Roughly 3,500 American troops were killed during eight years of combat in Iraq, and over the same period, 3,113 people were killed on the streets of Philadelphia – a statistic mirrored by many American cities.
As ProPublica reports, victims and witnesses of gun violence often struggle with Post Traumatic Stress Disorder, though most medical systems throughout the country are ill-equipped to treat civilian patients.
Researchers say that PTSD is twice as likely to develop in women, according to the story. In children, the disorder’s symptoms can be misdiagnosed as Attention Deficit Hyperactivity Disorder, or ADHD. Many who suffer PTSD’s symptoms also have been arrested or incarcerated for violent crimes.
In Atlanta, researchers interviewed 8,000 inner-city residents, mostly African-Americans. Half of those interviewed knew someone who had been murdered, according to the story, which was co-published with Essence magazine.
While doctors are increasingly aware of PTSD among civilians, few hospitals are treating it.

-=-=-=-=-

> [Prompt] Carry on the article about PTSD among civilian survivors of gun violence, starting right after its last sentence.

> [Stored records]
-=-=-=-=-

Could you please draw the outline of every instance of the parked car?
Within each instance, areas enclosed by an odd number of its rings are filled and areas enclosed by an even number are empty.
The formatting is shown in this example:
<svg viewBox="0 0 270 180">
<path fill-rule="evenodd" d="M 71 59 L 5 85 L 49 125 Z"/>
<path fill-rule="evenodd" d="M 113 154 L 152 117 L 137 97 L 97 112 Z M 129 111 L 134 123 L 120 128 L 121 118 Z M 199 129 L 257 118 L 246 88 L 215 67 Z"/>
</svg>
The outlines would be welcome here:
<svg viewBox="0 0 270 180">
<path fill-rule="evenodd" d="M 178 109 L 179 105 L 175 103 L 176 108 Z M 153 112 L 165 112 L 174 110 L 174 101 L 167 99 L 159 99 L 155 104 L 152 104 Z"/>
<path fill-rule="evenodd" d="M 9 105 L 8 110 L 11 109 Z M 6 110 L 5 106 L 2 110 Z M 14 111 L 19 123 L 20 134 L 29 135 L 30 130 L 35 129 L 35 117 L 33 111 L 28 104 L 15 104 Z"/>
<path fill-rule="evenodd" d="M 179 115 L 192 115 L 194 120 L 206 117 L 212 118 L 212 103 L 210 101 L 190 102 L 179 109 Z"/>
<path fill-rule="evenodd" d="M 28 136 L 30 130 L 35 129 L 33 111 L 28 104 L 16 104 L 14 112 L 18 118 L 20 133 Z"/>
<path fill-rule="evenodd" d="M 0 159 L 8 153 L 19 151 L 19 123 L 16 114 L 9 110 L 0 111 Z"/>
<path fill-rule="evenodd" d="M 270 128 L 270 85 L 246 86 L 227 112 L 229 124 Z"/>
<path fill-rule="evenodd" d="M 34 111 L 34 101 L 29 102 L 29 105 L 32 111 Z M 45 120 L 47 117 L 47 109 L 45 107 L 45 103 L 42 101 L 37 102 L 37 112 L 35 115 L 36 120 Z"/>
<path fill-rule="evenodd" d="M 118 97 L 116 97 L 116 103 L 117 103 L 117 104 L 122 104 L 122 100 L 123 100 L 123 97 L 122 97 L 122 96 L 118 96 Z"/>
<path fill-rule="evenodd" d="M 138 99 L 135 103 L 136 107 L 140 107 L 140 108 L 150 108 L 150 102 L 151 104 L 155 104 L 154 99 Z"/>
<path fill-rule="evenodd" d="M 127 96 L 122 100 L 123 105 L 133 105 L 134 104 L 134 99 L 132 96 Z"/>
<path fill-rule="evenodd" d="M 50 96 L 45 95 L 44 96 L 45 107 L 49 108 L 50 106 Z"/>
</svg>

-=-=-=-=-

> [Exercise response]
According to the story:
Hospital trauma centers often provide adequate care for physical wounds, but do almost nothing to help patients cope with the mental and emotional aftermath of trauma. A 2014 ProPublica survey of 21 trauma centers in the nation’s most violent cities found that only three — New Orleans, Detroit and Richmond — routinely screened victims of violence for the disorder. Trauma surgeons said they were aware of the burden of post-traumatic stress on their patients, but it was hard to get hospitals to spend money on new programs or staff to deal with PTSD.
The ProPublica survey included Temple University Hospital in Philadelphia. At the time of the survey, no program existed, though one was being developed.
The city isn’t blind to the problem.
Arthur C. Evans Jr., commissioner of Philadelphia’s Department of Behavioral Health and Intellectual Disability Services, has stressed the importance of treating trauma from gun violence as a public health issue, the story said.
In that effort, the city has launched a website healthymindsphilly.org to allow citizens to anonymously screen for symptoms of PTSD. Over the past eight years, city officials have met with medical and mental-health professionals, teachers and police to raise awareness of PTSD.
“We have to stop telling our kids they just have to live with this, Evans said in the story.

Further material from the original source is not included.